◆ **TO BE DONE**:
Reproduce the material word for word; the images stay out.

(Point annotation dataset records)
┌──
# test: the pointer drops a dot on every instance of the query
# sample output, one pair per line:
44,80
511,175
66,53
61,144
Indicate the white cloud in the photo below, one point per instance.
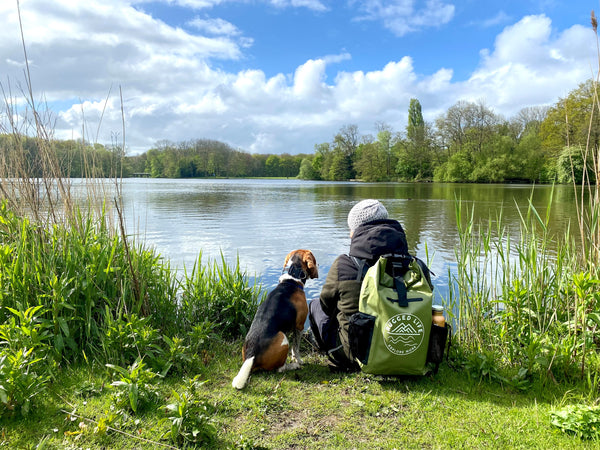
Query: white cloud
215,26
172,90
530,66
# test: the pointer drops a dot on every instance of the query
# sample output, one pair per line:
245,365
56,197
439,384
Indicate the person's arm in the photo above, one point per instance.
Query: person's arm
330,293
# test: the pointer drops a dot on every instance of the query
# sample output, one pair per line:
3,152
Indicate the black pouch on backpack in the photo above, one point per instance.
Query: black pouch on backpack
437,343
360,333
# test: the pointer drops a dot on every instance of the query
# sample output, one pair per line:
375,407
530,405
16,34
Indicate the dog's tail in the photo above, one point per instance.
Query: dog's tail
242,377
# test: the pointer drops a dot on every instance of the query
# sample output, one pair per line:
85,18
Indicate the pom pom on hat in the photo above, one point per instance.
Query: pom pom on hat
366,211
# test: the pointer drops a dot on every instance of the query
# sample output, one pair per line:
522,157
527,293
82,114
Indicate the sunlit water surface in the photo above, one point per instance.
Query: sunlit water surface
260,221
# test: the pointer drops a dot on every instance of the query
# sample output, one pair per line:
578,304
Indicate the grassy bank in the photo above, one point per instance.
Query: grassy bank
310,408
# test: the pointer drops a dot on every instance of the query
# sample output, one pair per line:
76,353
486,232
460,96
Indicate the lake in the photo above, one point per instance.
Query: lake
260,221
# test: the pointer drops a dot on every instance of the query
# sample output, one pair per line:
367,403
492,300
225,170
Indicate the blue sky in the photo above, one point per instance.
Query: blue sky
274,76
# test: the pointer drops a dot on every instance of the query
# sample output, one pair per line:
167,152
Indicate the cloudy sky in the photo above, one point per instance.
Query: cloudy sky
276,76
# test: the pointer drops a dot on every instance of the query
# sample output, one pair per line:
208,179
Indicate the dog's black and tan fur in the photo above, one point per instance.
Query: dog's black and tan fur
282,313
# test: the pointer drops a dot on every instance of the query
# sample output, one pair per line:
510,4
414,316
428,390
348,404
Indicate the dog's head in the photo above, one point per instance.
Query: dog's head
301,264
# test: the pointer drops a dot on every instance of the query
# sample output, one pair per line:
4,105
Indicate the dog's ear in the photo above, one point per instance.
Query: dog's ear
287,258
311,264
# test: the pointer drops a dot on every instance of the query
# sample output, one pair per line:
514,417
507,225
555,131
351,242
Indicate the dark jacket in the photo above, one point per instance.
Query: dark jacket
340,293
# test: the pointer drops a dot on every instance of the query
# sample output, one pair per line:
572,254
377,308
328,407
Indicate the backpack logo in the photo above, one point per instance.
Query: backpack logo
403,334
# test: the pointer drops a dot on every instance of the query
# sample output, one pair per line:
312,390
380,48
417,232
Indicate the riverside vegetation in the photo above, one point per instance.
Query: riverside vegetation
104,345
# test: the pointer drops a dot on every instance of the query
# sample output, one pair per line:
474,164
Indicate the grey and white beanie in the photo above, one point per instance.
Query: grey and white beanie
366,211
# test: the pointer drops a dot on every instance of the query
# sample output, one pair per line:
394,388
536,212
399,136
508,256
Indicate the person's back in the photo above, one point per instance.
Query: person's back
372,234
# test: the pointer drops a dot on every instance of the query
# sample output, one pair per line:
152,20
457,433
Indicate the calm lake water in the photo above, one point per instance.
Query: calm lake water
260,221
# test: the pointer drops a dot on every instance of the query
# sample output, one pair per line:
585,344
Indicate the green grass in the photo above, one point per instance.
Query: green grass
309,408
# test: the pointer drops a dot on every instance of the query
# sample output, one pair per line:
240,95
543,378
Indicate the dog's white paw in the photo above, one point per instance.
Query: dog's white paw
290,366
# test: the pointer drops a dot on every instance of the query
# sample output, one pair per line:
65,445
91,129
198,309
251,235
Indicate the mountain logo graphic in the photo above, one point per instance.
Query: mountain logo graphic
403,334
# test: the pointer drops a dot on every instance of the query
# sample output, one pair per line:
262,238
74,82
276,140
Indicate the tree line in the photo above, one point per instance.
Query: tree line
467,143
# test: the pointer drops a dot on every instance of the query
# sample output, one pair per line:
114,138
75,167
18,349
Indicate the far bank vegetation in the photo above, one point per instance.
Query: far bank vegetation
└──
◆ **FINISHED TASK**:
# test: the pointer drops a dot on every instance of the query
# sample output, one pair per line:
44,80
511,175
66,53
61,144
Indicate the white cloud in the photo below, one point per instance.
Query: white cloud
215,26
172,90
530,66
# test: the pointer drops a dot on every instance of the query
# sample output, one pair per line:
245,365
56,197
439,384
Indicate the person's arm in the photo above, one point per instance.
Query: person's arm
330,293
# test: the pointer drops a dot on every instance of the query
# sample output, one pair per line:
3,152
Indicate the black pouch on backpack in the photo above, one point per instance.
Query: black pouch on backpack
437,343
360,333
# test: the pointer drops a dot on every instance of the query
# sample output, one pair per line:
375,407
530,405
16,34
Indicate the dog's tail in the photo above, one point per instance.
Query: dog's tail
242,377
# test: the pointer drops a dot on every instance of the query
# sample output, one pair per line:
85,18
Indicate the pom pom on hat in the photo above, one point per instance.
Query: pom pom on hat
366,211
# test: the pointer drops a dot on every instance of the query
# sample output, one pair per line:
522,157
527,293
82,114
Indicate the sunlit water surface in the photo above, one point per instance.
Query: sunlit water surface
260,221
# test: the pointer drops a dot on every instance of the query
# sample output, one pair per line:
578,304
Indicate the grassy bank in the photo above, one point per instance.
Query: grassy bank
310,408
# test: the pointer drops a dot on every instance of the query
# sample output, one pair per line:
76,353
486,232
460,96
Indicate the lake in the photo above, one point per instance.
Query: lake
260,221
# test: the pointer drops a dot on every instance of the query
# sample output, one pair per line:
367,403
492,300
225,170
Indicate the blue sky in the photo above, one point per instance.
Query: blue sky
274,76
# test: the pointer drops a dot on every instance of the query
# sample output, one pair per line:
167,152
Indicate the cloudy sky in the photo above, one point per instance.
Query: cloudy sky
276,76
# test: the pointer drops a dot on every instance of the query
# sample output, one pair per line:
208,179
Indicate the dog's black and tan fur in the photo above, one point per instance.
Query: dog's black and tan fur
282,313
# test: the pointer drops a dot on every instance of the query
# sample output, one pair per line:
510,4
414,316
428,390
348,404
Indicate the dog's head in the photo above, one point per instance.
Query: dog's head
301,264
# test: the pointer drops a dot on every instance of the query
# sample output, one pair per line:
4,105
Indicate the dog's ear in the photo above, one point per instance.
Query: dog's ear
287,258
311,264
# test: the pointer drops a dot on every instance of the query
# sample output, one pair per line:
514,417
507,225
555,131
351,242
Indicate the dark jacket in the photo above, one point per instance.
Query: dark jacket
340,293
# test: the pointer drops a dot on every instance of the query
# sample output, one pair per line:
572,254
377,308
328,407
Indicate the backpack logo in the photo above, one point per instance.
Query: backpack logo
403,334
# test: the pointer drops a dot on every instance of the query
# sample output, one pair per line:
312,390
380,48
417,232
Indicate the riverside vegetation in the photo above, one point per instance.
Query: riverside vegetation
104,345
# test: the pointer drops a dot on every instance of the query
# sample output, one pair per line:
474,164
Indicate the grey and white beanie in the photo above, one point per instance.
Query: grey and white beanie
366,211
# test: the pointer drops a dot on every instance of the query
# sample output, one pair per line:
394,388
536,212
399,136
508,256
Indicate the person's back in the photo above, one point per instance.
Query: person's back
372,234
# test: the pointer drops a dot on every instance of the query
# sample output, one pair per line:
152,20
457,433
Indicate the calm lake water in the photo above, one point per instance.
Query: calm lake water
260,221
# test: the pointer drops a dot on every instance of the query
# sample output, one pair per line:
585,344
Indicate the green grass in the photo above, one point per instance.
Query: green grass
309,408
# test: the pointer drops a dot on every instance of the query
# sample output, one pair per line:
240,95
543,378
Indicate the dog's white paw in the photo above, one point per instance.
Query: dog's white paw
290,366
# test: the pointer drops a dot on every instance of the query
# sample output, one pair per line:
65,445
91,129
198,309
251,235
Indicate the mountain logo graphic in the photo above, one point per instance.
Query: mountain logo graphic
403,334
# test: the pointer drops a dot on every instance of the query
# sample output, one pair per line:
262,238
74,82
276,140
Indicate the tree line in the photo above, one point per instance.
Query: tree line
467,143
# test: the pointer drops a dot on every instance of the query
# sample output, one pair per line:
114,138
75,167
18,349
Indicate the far bank vegetation in the photo above, one point per instance.
Query: far bank vegetation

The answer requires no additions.